Supplied text:
Optional — allergies, conditions, medications. Shared only in a genuine emergency.

Nobody thinks about the emergency contact sheet until the day it is the only thing that matters — a collapse on a job site, an allergic reaction at the office, a missing colleague after a storm. On that day, the difference between a current phone number and a stale one is measured in hours of panic. This form exists to make the boring version of that day: someone opens the record, calls the right person, and help is coordinated in minutes.

Why these fields. The employee's own name is phrased "as it appears in our records" because in a real emergency someone unfamiliar may be doing the lookup — nickname mismatches cost time exactly when time is scarce. Two contacts are the professional standard for one blunt reason: primary contacts travel, sleep through calls, and share office hours with the employee. The relationship dropdown tells the caller who they are about to speak to, which changes how the conversation must begin. The backup-channel field acknowledges that a single phone number is a single point of failure. The medical notes field is optional, purpose-labeled, and free-form — allergies, conditions, and medications can be lifesaving context for responders, but only volunteered information belongs here, never demanded.

What we left out. Blood type, insurance policy numbers, physician details, and next-of-kin legalities. Paramedics do not rely on self-reported blood type, and the rest turns a two-minute safety net into a medical questionnaire people postpone forever. Postponed safety forms protect nobody.

Who uses this. Every employer, full stop — plus field crews, schools collecting staff contacts, volunteer event teams, and sports clubs. Construction and logistics companies pair it with onboarding; offices run it as an annual refresh campaign.

Retrieval is the real test. Collection is the easy half; this form earns its existence in the ninety seconds after something happens. Decide now how the record gets reached if the form owner is unreachable — many teams keep a current printed export in the site's emergency binder for exactly that gap — and run one drill a year: pick a name, find the row, dial the primary number. Drills surface the fixable failures early: a number saved without its country code, a primary and secondary who share one household, and second-contact fields left blank by half the roster.

Make it yours. The refresh is the feature: stale contacts are worse than none, because they end the search. Re-send the link every January, leave duplicate prevention off so resubmission simply supersedes the old record, and sort the responses table by date to see who has not updated. Treat access with respect — this is a form where fewer eyes is better, so skip the webhook, keep notifications minimal, and let the responses dashboard be the single sealed envelope you hope stays sealed.

Frequently asked questions

How often should employees update this?

Annually at minimum, plus after life changes — moves, splits, new partners. Resubmitting the form takes two minutes and the newest response wins.

Is the medical information required?

No, and it should stay optional. The field states its purpose and its audience; volunteered context helps responders, demanded disclosure just lowers completion.

Who can see these responses?

Only the form owner’s account. Keep that owner appropriately senior, and share details internally only during an actual emergency.

Can we preload it for our whole team?

Send everyone the same link — each person submits their own record. The responses table becomes your emergency roster, exportable to CSV for the safety binder.

Records shown:
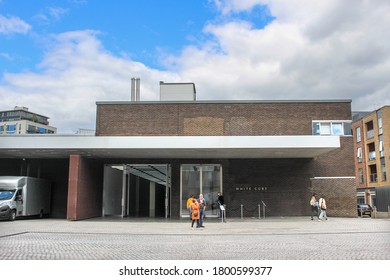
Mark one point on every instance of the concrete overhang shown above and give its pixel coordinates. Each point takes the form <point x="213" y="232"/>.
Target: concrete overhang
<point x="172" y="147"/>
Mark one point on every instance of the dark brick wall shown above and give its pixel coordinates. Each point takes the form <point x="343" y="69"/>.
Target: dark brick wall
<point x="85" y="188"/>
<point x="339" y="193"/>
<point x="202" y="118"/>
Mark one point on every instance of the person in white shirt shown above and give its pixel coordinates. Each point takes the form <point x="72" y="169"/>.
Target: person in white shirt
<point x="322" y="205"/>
---
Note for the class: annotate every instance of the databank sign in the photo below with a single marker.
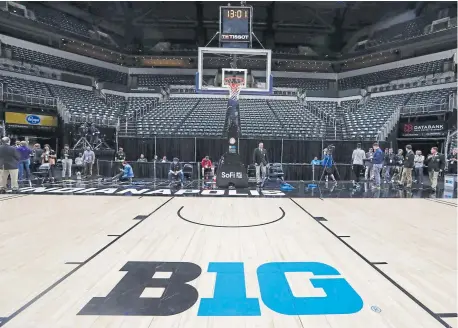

What to produce: Which four items does the emergency contact form text say were left out of the form? The rows are separate from the emergency contact form text.

Result of this exercise: Blood type, insurance policy numbers, physician details, and next-of-kin legalities.